PROBLEM A » From the Bill Murray article below, extract the passage from "Bill Murray Finds" to "hold up a bank." word for word.

PASSAGE »
--------------------

Bill Murray Finds Directing First Film a Slow-Motion Act
HOLLYWOOD
BILL MURRAY has done many things in television and the movies - romanced Gilda Radner on ``Saturday Night Live,'' found deliverance on a mountaintop, and battled Christmas ghosts and ectoplasmic slime - but until his current movie, ``Quick Change,'' he had never put on clown makeup and big feet. ``The big feet give you an attitude, all right,'' Murray told me during an interview at a West Hollywood hotel. His character in ``Quick Change,'' a New York City planner named ``Grimm,'' dons a clown costume to hold up a bank.
``The makeup, the bald cap, the white-face melt under the studio lights,'' says Murray, ``so after every take you go stand under these big air conditioner blowers; and you sit there and feel the makeup freezing up on your face. Then back to another take, and it all melts again.''
``Quick Change,'' which also stars Randy Quaid, Geena Davis, and Jason Robards, marks Murray's directing debut (a credit he shares with script writer Howard Franklin). The film has gotten largely favorable reviews - the Los Angeles Times called the Murray-Franklin directing debut ``auspicious'' - but the project has demanded most of Murray's time for two years.

--------------------

PROBLEM B » Find every line in the entries below that contains the word "building", and copy each of those lines.

DATA RECORDS »
--------------------

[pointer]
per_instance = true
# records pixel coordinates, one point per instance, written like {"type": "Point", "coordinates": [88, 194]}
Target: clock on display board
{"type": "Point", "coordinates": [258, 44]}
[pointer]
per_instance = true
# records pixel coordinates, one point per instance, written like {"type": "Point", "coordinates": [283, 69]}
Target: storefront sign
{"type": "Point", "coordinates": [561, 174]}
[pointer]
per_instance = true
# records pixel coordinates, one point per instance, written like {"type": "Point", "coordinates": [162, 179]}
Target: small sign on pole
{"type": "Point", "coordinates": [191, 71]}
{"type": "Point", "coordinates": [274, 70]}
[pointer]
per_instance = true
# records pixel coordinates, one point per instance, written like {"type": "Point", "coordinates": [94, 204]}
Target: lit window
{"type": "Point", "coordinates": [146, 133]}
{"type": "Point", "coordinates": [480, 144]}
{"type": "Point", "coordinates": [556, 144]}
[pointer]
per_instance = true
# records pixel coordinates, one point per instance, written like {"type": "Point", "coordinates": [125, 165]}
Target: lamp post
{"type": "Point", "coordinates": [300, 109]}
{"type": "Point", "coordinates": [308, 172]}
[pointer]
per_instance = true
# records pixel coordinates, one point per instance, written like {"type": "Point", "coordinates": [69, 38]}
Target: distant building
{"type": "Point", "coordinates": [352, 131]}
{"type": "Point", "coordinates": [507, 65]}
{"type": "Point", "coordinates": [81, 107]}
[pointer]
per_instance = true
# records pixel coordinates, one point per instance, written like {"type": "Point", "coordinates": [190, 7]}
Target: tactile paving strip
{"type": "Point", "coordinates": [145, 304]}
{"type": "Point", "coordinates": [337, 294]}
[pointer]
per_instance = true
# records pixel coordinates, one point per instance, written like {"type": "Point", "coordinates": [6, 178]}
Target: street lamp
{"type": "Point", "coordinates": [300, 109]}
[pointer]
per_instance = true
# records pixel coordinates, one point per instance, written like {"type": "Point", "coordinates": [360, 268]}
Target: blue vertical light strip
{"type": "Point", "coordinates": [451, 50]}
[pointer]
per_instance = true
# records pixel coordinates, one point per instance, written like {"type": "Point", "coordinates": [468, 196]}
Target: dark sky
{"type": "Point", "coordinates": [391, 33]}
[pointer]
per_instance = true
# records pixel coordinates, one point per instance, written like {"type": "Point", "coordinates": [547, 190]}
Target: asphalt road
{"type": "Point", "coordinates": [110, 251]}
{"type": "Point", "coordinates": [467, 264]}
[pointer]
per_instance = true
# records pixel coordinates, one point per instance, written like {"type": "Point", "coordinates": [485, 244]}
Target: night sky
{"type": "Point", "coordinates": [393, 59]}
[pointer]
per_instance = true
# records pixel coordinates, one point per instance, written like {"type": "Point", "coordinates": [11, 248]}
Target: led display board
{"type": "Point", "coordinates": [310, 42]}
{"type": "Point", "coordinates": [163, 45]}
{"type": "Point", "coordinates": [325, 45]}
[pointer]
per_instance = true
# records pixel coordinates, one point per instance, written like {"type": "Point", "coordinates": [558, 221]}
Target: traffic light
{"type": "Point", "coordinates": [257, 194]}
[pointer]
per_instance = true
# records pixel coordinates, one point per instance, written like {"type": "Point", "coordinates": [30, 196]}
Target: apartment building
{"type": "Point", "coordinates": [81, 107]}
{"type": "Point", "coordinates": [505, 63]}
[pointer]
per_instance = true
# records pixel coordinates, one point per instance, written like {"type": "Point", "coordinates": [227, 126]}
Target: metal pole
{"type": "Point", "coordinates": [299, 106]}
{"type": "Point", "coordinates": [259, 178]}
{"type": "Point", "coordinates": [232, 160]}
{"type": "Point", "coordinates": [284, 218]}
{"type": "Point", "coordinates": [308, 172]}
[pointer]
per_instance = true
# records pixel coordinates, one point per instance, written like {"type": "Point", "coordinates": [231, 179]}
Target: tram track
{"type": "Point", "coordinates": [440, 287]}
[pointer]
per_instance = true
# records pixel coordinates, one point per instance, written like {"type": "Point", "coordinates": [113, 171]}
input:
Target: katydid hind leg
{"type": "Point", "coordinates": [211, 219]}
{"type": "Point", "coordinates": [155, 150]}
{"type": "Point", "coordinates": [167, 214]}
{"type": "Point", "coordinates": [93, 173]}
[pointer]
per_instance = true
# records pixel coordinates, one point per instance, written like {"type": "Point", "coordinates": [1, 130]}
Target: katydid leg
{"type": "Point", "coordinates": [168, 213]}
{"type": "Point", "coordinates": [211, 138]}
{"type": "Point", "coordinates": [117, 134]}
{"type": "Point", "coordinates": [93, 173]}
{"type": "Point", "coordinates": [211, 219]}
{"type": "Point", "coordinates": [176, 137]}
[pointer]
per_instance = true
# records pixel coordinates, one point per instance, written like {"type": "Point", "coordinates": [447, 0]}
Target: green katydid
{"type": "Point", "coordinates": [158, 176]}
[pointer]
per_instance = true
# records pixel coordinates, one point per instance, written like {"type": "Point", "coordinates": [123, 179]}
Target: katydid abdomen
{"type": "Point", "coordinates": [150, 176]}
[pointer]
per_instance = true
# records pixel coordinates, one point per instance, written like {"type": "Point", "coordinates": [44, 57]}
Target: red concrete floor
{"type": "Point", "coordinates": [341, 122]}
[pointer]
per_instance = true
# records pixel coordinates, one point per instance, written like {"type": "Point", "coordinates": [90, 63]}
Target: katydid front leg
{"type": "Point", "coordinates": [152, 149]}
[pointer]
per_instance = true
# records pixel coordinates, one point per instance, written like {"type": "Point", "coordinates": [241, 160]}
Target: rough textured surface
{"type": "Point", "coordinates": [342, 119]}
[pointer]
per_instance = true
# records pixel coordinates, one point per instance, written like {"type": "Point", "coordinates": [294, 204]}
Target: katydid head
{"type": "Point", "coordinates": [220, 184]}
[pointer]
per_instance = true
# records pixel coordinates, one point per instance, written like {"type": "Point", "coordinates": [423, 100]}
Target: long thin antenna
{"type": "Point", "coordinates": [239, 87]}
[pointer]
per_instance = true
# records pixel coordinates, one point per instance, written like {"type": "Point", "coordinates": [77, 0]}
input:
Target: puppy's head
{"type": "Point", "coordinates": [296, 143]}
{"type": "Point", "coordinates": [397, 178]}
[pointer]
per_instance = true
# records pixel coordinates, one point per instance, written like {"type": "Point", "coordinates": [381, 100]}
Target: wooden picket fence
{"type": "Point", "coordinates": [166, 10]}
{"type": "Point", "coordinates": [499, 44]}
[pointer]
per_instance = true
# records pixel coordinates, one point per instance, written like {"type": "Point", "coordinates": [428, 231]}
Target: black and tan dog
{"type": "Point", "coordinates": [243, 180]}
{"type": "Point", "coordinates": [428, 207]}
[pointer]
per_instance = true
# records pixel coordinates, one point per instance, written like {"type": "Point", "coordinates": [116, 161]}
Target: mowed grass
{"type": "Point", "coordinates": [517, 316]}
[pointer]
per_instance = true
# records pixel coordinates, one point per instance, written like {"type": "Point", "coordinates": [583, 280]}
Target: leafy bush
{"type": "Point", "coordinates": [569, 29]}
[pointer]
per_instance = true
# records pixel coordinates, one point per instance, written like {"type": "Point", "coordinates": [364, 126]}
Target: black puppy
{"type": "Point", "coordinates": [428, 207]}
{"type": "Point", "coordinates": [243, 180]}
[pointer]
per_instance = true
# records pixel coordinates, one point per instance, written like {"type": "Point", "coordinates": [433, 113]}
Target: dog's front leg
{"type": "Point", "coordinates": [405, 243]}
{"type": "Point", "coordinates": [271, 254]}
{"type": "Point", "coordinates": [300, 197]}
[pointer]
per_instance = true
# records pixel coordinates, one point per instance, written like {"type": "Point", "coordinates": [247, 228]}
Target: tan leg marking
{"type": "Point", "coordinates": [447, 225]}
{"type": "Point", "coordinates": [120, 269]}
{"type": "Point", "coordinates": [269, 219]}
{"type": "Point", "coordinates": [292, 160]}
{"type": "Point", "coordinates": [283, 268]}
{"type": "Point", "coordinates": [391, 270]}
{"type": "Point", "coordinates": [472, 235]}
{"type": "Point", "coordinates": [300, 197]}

--------------------

EXERCISE OUTPUT A »
Bill Murray Finds Directing First Film a Slow-Motion Act
HOLLYWOOD
BILL MURRAY has done many things in television and the movies - romanced Gilda Radner on ``Saturday Night Live,'' found deliverance on a mountaintop, and battled Christmas ghosts and ectoplasmic slime - but until his current movie, ``Quick Change,'' he had never put on clown makeup and big feet. ``The big feet give you an attitude, all right,'' Murray told me during an interview at a West Hollywood hotel. His character in ``Quick Change,'' a New York City planner named ``Grimm,'' dons a clown costume to hold up a bank.

EXERCISE OUTPUT B »
Target: distant building
Target: apartment building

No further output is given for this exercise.